**Data for this exercise**:
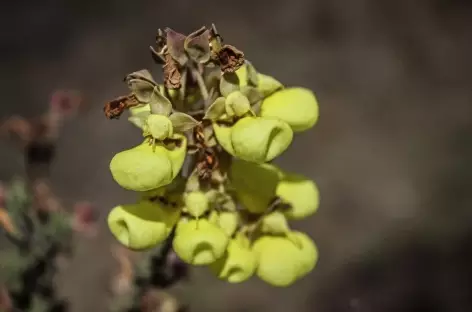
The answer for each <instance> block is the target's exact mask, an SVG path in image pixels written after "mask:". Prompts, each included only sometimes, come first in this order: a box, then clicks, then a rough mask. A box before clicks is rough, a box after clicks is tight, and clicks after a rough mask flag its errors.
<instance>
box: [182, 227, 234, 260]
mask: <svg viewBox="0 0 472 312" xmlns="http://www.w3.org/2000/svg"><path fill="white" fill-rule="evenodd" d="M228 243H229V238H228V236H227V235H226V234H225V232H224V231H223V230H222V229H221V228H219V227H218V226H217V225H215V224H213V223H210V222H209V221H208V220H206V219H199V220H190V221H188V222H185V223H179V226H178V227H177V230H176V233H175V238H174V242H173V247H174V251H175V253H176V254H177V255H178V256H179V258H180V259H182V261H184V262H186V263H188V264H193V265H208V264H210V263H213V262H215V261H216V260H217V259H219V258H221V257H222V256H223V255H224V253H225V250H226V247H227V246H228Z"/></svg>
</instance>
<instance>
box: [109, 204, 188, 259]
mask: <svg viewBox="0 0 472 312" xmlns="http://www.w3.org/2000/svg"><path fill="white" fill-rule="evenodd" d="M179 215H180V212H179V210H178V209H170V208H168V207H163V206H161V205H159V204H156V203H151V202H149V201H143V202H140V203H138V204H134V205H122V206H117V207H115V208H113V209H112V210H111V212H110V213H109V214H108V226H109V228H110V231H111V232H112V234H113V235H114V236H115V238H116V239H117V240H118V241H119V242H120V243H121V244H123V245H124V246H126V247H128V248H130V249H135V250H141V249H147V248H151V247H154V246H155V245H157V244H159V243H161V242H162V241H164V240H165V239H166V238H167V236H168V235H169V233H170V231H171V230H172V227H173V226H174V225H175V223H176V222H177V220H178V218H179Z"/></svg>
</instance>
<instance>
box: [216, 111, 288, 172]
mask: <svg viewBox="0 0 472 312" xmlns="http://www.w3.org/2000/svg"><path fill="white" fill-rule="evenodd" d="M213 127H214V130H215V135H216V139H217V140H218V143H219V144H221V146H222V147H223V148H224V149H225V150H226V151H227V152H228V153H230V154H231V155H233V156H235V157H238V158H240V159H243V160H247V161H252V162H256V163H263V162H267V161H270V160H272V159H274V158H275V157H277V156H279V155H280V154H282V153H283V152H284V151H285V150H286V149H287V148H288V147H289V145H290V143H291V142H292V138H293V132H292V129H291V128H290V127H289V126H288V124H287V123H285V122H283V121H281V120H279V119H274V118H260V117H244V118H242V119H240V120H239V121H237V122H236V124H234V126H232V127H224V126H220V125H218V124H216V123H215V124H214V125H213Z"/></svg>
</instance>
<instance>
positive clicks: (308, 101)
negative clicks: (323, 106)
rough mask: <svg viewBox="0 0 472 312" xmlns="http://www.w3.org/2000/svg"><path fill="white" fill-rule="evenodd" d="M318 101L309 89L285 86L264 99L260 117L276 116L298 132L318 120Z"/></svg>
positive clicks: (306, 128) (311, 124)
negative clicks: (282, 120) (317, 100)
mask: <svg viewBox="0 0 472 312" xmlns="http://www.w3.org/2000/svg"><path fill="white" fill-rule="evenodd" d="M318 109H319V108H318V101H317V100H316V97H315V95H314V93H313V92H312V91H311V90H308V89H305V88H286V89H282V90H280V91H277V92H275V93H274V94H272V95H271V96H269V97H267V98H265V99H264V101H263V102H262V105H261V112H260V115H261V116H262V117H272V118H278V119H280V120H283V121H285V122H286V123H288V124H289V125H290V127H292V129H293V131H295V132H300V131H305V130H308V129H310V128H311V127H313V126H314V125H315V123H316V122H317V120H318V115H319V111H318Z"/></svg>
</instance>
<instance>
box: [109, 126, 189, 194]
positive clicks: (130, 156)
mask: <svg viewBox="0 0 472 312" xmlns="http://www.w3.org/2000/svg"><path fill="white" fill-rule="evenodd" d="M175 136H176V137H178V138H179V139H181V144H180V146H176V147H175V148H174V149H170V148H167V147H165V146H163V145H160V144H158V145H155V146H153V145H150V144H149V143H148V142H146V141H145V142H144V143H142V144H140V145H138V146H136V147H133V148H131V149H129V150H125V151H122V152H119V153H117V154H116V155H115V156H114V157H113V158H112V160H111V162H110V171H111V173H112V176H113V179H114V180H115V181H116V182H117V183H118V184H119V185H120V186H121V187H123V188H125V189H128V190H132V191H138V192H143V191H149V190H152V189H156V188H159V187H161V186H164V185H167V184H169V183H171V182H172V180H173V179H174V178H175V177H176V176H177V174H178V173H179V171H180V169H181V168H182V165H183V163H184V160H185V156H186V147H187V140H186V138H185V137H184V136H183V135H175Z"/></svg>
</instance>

**Problem to work on**: Only lines with the word "rough" are wanted, so copy each one from the records.

**Your solution**:
The answer for each <instance> block is the target's exact mask, an SVG path in image pixels written after "mask:". Prompts, each included only sometimes, come first in this order: a box, then clicks, then a rough mask. A box before clicks is rough, a box after clicks is tight, and clicks after a rough mask flag its errors.
rough mask: <svg viewBox="0 0 472 312" xmlns="http://www.w3.org/2000/svg"><path fill="white" fill-rule="evenodd" d="M318 101L309 89L285 86L264 99L260 117L276 116L298 132L318 120Z"/></svg>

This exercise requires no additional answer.